#### [What the task asks]
Can you rewrite the stretch of data from the very start through the line containing "28 342 128 425", replacing "tightest" with "smallest" and leaving everything else unchanged?

※ ※ ※

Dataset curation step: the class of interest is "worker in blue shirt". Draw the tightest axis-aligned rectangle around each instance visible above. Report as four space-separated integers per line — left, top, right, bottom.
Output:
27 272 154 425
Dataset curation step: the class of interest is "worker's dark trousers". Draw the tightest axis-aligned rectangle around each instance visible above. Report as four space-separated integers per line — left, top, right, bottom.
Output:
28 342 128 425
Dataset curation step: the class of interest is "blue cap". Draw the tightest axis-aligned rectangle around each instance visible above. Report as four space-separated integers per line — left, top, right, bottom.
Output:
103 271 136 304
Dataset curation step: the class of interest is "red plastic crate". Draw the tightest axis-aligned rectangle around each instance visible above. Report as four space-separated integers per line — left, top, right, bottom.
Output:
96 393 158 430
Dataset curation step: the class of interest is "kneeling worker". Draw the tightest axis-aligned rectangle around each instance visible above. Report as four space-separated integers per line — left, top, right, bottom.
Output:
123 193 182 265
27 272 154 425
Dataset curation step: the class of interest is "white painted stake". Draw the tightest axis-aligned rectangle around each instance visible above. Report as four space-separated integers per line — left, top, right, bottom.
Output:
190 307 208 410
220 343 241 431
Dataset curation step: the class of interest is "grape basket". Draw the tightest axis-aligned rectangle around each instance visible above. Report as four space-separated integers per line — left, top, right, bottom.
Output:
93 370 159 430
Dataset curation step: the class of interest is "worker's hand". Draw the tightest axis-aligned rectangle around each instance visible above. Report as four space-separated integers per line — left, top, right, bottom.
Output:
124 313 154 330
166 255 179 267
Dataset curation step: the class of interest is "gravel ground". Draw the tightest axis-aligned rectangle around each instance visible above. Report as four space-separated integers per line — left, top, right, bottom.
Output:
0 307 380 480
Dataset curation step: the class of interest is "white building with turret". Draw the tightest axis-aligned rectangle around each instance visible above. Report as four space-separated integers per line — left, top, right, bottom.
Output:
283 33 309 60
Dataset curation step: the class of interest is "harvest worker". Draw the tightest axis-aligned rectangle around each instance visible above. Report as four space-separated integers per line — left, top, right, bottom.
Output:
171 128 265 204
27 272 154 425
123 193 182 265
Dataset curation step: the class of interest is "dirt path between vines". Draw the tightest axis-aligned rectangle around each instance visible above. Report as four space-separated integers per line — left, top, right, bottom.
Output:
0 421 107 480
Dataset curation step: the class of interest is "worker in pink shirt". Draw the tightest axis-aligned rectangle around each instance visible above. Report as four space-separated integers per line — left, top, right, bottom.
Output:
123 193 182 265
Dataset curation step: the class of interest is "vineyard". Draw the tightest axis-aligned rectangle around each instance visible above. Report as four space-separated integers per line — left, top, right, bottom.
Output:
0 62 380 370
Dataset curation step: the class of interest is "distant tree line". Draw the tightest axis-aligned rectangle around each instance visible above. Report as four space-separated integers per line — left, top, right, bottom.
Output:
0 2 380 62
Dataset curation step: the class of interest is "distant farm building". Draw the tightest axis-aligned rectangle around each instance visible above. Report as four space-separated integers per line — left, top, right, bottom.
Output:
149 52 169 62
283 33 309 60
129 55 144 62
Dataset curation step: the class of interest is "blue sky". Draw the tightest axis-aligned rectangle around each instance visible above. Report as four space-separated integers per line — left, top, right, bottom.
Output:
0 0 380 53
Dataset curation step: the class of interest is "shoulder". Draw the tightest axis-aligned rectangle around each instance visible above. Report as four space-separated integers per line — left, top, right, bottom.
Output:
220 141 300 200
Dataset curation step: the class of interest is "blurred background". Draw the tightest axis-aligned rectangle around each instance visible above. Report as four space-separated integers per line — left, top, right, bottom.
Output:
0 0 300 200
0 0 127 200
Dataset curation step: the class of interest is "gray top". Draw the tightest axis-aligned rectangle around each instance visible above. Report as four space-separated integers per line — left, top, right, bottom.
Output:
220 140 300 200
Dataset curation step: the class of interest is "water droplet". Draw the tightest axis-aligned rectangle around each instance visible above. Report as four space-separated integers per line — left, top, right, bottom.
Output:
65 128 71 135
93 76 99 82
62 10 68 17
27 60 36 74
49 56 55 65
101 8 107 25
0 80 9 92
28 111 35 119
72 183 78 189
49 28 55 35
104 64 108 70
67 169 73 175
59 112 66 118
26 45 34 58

※ ※ ※

#### [The output]
Dataset curation step: the class of interest is "worker in blue shirt". Draw the smallest axis-aligned rectangle around each instance visible above. Report as four space-separated integers per line — left, top, right, bottom.
Output:
27 272 154 425
Dataset curation step: the class of interest is "worker's dark trousers". Draw the smallest axis-aligned rectangle around each instance visible above. Report as four space-separated integers per line — left, top, right, bottom.
Output:
28 342 128 425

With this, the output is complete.